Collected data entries
%%

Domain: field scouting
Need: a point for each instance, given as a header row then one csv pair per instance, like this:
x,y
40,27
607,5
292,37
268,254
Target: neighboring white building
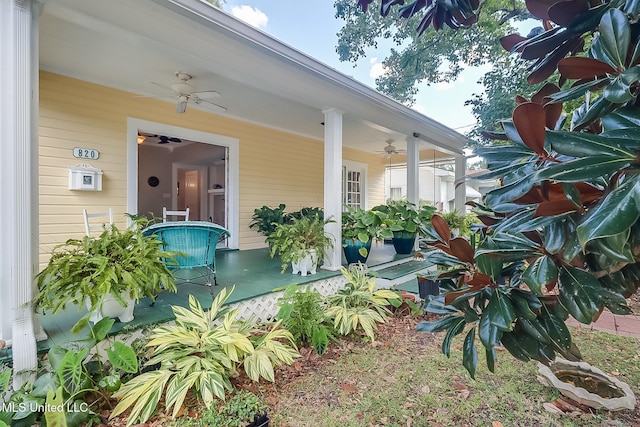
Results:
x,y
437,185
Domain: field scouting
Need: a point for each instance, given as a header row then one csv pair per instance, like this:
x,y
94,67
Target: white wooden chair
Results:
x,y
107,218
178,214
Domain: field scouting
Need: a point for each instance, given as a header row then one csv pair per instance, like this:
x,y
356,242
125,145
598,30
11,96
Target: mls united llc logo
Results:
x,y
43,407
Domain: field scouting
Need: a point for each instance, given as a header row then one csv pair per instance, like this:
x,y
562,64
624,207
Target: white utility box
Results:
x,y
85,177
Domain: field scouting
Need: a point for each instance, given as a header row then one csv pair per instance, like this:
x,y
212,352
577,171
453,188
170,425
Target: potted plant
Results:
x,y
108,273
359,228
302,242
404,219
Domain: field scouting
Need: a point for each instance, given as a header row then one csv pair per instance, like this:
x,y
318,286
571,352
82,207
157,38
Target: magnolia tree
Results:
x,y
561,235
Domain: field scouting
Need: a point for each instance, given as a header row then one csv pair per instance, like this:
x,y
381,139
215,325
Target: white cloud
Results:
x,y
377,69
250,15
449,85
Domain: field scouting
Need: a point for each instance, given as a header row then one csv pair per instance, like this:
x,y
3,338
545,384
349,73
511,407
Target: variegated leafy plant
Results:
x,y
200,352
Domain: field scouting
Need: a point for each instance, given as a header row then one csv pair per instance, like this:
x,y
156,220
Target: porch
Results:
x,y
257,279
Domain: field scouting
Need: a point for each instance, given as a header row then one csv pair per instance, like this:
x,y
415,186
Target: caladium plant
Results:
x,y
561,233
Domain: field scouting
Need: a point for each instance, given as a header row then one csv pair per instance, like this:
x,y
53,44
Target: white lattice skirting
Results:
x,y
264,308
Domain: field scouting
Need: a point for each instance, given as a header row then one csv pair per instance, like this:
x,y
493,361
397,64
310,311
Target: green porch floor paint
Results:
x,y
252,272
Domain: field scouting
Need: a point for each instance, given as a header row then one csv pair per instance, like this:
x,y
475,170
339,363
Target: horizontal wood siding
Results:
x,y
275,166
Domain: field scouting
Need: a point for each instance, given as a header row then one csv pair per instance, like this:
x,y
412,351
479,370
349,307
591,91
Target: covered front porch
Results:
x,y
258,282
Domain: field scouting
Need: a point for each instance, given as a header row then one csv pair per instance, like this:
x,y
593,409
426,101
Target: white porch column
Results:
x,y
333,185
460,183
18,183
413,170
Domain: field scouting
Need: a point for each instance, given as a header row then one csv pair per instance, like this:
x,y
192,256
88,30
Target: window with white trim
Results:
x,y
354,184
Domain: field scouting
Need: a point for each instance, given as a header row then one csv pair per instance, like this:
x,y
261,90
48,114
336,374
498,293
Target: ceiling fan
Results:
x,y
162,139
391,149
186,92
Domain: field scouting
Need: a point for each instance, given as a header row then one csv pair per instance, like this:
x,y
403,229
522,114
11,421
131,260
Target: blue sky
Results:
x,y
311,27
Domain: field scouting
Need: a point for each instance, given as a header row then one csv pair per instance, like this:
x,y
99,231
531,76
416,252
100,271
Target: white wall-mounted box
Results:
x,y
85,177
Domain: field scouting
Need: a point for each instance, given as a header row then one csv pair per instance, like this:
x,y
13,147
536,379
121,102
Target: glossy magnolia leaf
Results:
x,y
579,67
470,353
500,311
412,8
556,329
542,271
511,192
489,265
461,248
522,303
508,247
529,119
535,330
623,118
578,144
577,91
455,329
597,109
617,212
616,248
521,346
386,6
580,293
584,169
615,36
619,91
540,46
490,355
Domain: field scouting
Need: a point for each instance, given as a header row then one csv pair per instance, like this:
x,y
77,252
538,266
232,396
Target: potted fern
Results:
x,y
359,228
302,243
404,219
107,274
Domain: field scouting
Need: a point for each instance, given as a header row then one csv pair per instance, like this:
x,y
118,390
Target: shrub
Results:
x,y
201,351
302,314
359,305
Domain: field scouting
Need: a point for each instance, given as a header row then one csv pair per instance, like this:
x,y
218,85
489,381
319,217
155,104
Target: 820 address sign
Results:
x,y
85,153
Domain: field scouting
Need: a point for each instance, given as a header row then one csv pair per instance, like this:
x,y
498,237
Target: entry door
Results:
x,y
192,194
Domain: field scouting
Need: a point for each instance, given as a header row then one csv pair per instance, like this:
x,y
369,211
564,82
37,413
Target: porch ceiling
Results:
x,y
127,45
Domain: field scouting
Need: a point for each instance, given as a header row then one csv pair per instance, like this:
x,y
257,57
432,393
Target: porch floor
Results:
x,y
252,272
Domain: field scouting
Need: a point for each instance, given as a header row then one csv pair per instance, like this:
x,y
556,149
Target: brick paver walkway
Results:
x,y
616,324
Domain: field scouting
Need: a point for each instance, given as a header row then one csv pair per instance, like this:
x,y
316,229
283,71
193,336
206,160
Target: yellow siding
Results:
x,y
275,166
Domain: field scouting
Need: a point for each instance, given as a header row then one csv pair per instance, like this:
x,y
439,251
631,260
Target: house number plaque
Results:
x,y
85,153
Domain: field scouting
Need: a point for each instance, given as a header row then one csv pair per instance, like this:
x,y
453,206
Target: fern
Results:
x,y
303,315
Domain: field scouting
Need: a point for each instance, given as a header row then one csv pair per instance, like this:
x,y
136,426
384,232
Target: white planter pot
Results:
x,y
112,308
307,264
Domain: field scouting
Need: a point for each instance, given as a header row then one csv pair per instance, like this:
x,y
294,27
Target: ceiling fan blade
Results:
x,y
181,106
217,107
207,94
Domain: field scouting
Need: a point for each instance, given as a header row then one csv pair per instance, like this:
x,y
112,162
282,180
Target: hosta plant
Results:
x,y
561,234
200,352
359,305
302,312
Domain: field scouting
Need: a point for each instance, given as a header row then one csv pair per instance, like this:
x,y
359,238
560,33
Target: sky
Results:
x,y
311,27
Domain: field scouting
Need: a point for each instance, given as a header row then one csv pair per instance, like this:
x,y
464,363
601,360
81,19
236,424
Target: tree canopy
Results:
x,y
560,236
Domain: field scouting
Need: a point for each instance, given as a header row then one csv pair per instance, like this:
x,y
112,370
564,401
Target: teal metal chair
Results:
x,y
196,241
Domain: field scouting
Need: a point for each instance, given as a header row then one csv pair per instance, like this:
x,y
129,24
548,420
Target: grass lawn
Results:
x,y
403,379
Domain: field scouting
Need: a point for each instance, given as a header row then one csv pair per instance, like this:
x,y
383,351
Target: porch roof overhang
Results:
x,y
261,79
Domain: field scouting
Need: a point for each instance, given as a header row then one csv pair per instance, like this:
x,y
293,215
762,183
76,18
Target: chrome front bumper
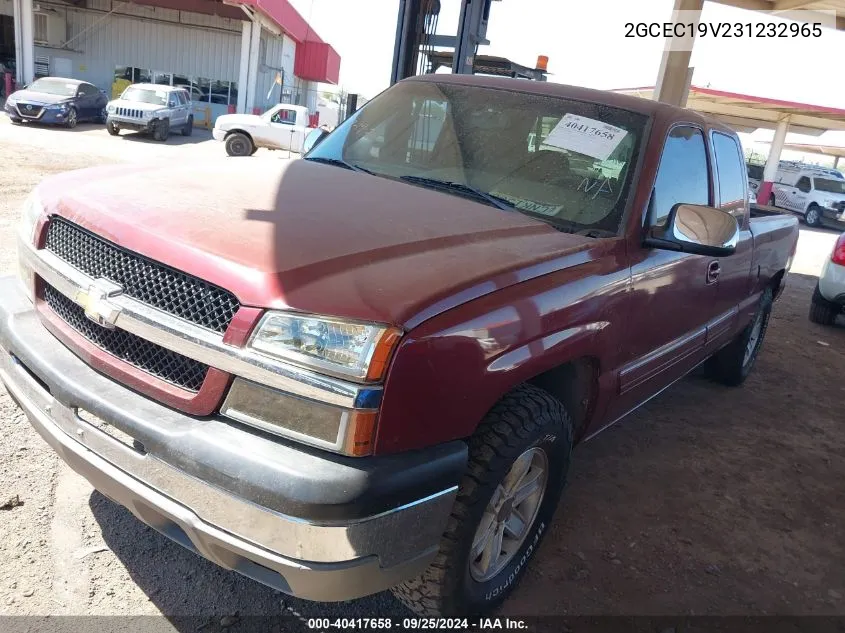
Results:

%%

• Task directions: Please print each record above again exactly, but omit any pictures.

• Exercise solution:
Domain: field scouting
Need: a point for each instance, given as a header row then one csv pair per instance, like this:
x,y
40,27
607,5
292,37
268,254
Target: neighboring white building
Results:
x,y
437,185
Domain: field scouting
Need: a point for each instance, given as a header row then one csv pair per instance, like this:
x,y
94,67
Target: white wooden chair
Results:
x,y
107,218
178,214
Domain: field scouting
Need: a point for each instance, given as a header row then one csv pair per instance, like this:
x,y
356,242
125,145
598,30
11,96
Target: mls united llc logo
Results:
x,y
43,407
Domain: field scouting
Need: a point for each instance, given as a header row then one csv pair per instance, like this:
x,y
562,64
624,207
Target: white utility box
Results:
x,y
85,177
Domain: field scouting
Need: a point for each instance, given as a header row then one csv pair per instance, like this:
x,y
212,352
577,171
453,188
170,425
Target: potted plant
Results:
x,y
108,273
359,228
302,242
404,219
Domain: field scouting
Need: a point for each instance, given as a header row then one csv pair per instance, like this:
x,y
318,286
571,352
82,207
157,38
Target: magnolia tree
Results:
x,y
561,235
Domain: field scouting
Need: a point for each instance, given as a header row then one csv pair per instance, like this:
x,y
381,139
215,325
Target: white cloud
Results:
x,y
377,69
250,15
449,85
Domain: field scouting
Need: a point for each instance, given as a header row then one csv pair per instance, like this:
x,y
3,338
545,384
349,73
511,407
Target: variegated leafy plant
Results:
x,y
200,352
Domain: field scouting
Need: a point for each instance, given as a header row then one csv pair per instance, like this:
x,y
156,220
Target: porch
Results:
x,y
257,279
Domain: field scouting
Need: a point for each instance, given as a header row then one csv pair per instance, like this:
x,y
415,186
Target: caladium plant
Results:
x,y
561,233
Domain: field scouting
Need: a point for each instance, given as a header row then one csv pair per instance, like this:
x,y
53,44
Target: white lattice skirting
Results:
x,y
264,308
Domain: field scouting
Need: a point for each instance, given as a header row then one csv pair per instance, like this:
x,y
493,361
397,64
310,311
Target: green porch floor paint
Results:
x,y
252,272
Domain: field scouting
Need: a point for each instance, given as a header row then one csv pair per instance, like this:
x,y
475,170
339,363
Target: horizontal wood siding
Results:
x,y
275,166
Domain: field scouting
Need: a point for each instance, given as a header row then one csv pair per instance, like this:
x,y
412,351
479,370
349,307
591,91
Target: covered front porch
Results:
x,y
258,282
Domain: field scouting
Need: a point for each instance, given as a header row then one csv pair per instance, like this:
x,y
593,409
426,101
Target: white porch column
Results:
x,y
333,185
460,183
18,183
413,170
Domain: field scouting
Need: a point for each instance, given as a header row then one csv pair per instance, like this:
x,y
192,256
88,30
Target: window with white trim
Results:
x,y
354,184
Domain: field scouting
Need: a point for each instance, given as a header row then one csv pair per instance, like this:
x,y
261,90
48,114
336,374
498,293
Target: ceiling fan
Results:
x,y
162,139
391,149
186,92
Domain: field scouting
Need: a point for each instance, given as a header row then one csv pair per instance, like this:
x,y
403,229
522,114
11,421
131,260
Target: blue sky
Results:
x,y
311,27
Domain: field scouting
Need: a point for each instance, given as a header row then one csv pair per instance, like this:
x,y
99,231
531,76
416,252
100,271
Target: white wall-mounted box
Results:
x,y
85,177
Domain: field scouting
Need: a point for each instance, given as a header row then one csv pair per instance, like this:
x,y
13,147
536,379
121,102
Target: glossy magnolia leaf
Results:
x,y
579,67
470,353
500,311
412,8
556,329
542,271
511,192
489,265
461,248
522,303
508,247
529,119
535,330
623,118
578,144
577,91
455,329
597,109
617,212
616,248
521,346
386,6
580,293
584,169
615,36
619,91
540,46
490,355
Domain: field scouting
Need: a point for each instance, given as a header row then one csv pair per instance, like this:
x,y
77,252
538,266
232,396
Target: potted fern
Results:
x,y
359,228
302,243
404,219
107,274
Domain: field scouting
Need: a point for each instance, given as a header row then one csv pair per instance, like this:
x,y
118,390
Target: shrub
Results:
x,y
201,351
302,314
359,305
Domain: field scouting
Need: a point for each instance, given as a header row then one csv pair per instance, like this:
x,y
218,85
489,381
319,217
155,104
Target: 820 address sign
Results:
x,y
85,153
Domain: field scouting
Need: a point for each instance, given as a header row then one csv pair per instance, like this:
x,y
498,237
Target: entry door
Results:
x,y
192,194
Domain: field scouting
Need: a point for each instance, given as a header row then one csv pair per instance, like this:
x,y
369,211
564,82
37,413
Target: porch ceiling
Results:
x,y
127,45
Domain: field scouting
Need: a point for each instance, given as a header row then one csv pair per instance, like this:
x,y
257,57
432,393
Target: porch floor
Results:
x,y
252,272
Domain: field scouting
Need: a point for each instance, given as a header row then one csv pair per instance, like this:
x,y
556,149
Target: brick paver walkway
Results:
x,y
616,324
Domain: field scouting
Need: a point for each instance, given as a header row then one csv pair per instance, like this:
x,y
316,229
283,71
193,336
206,160
Target: yellow siding
Results:
x,y
275,166
Domain: field scouting
Need: a point for each instance, given as a header row then one csv pair per instance, like this:
x,y
439,251
631,260
Target: house number plaque
Results:
x,y
85,153
Domain: field scouting
Need: a point for each instance, given as a header row then one csv pair per instance, like this:
x,y
453,206
Target: fern
Results:
x,y
303,315
Domain: field scouting
Need: a point for each instance, given as a header row then one csv pair per instance, like this:
x,y
136,426
384,232
Target: white planter pot
Results:
x,y
112,308
307,264
Domain: field scouting
Need: a point for each instance, given as a header row then one csv pair per instance, like this:
x,y
294,27
Target: ceiling fan blade
Results:
x,y
181,106
217,107
207,94
Domain: field scouting
Need: a point for each instance, given as a header row then one csv pair per instance, like this:
x,y
112,162
282,180
Target: hosta plant
Results:
x,y
561,234
200,352
359,305
302,312
Domain: field scouting
Need: a point for each instance, given as a header row then one csv pair per instance, like this:
x,y
359,238
560,33
Target: sky
Results:
x,y
311,27
Domain: field scouting
Need: a point for each instance, given as a header row then one csv pair per instance, like this:
x,y
464,363
601,360
81,19
236,424
Target: tree canopy
Results:
x,y
560,236
Domain: field scouting
Need: a point for each instance, given as a header row then one csv pair per instance, like this:
x,y
112,370
564,401
Target: teal metal chair
Results:
x,y
196,241
Domain: field scouting
Need: a point for each instance, given as a header row then one csv pair per instance, like this:
x,y
129,24
548,420
Target: grass lawn
Results:
x,y
403,379
Domain: field scouting
Need: a point for each instance, given as a header row then one csv pair per instance, like this:
x,y
383,351
Target: porch roof overhang
Results:
x,y
261,79
Domain: field scouting
Need: a point for each instance, given as a header row then one csv pair per instance, like this:
x,y
293,215
762,183
76,18
Target: chrome front bumper
Results:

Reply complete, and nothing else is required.